__RECORDS SHOWN__:
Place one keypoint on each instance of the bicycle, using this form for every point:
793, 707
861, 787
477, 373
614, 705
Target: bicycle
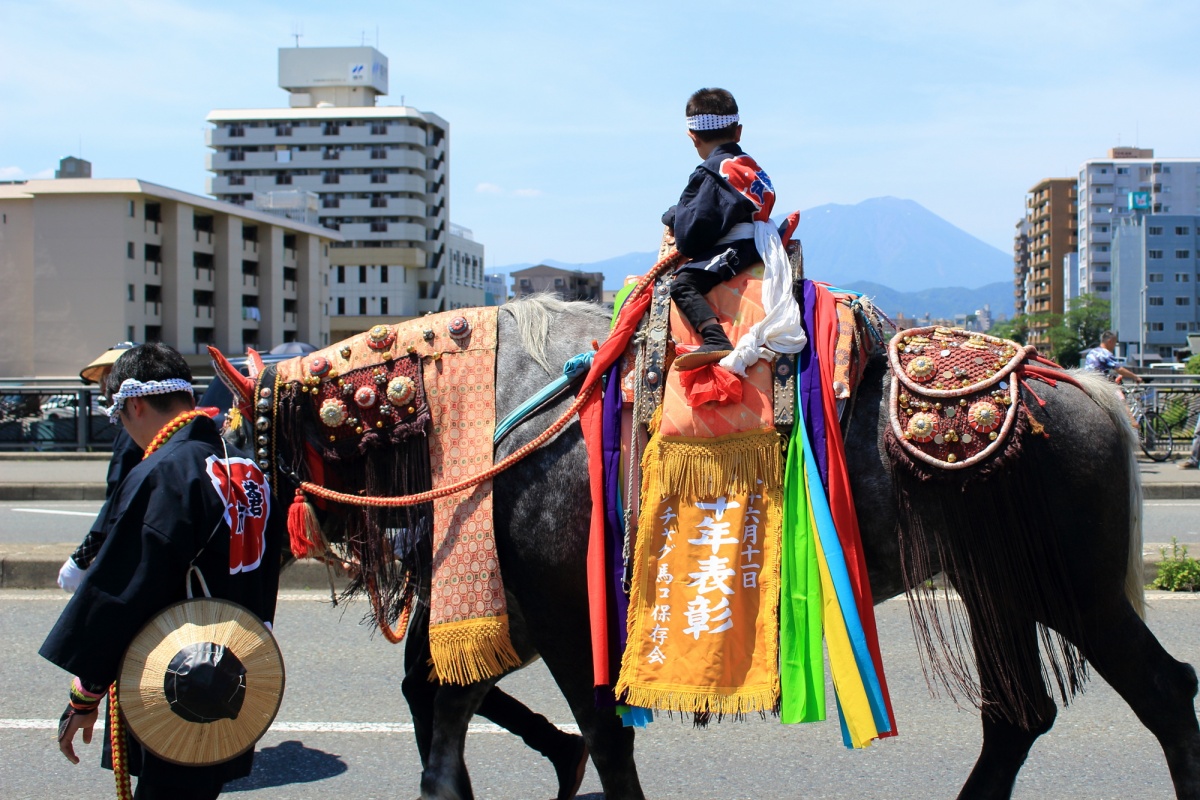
1153, 432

__PROMPT__: Copy every line of the records above word for word, but leave the pictures out.

__TASK OUTPUT__:
Place one keypoint on each instance of the bicycle, using this form for every point:
793, 707
861, 787
477, 373
614, 705
Target: bicycle
1153, 432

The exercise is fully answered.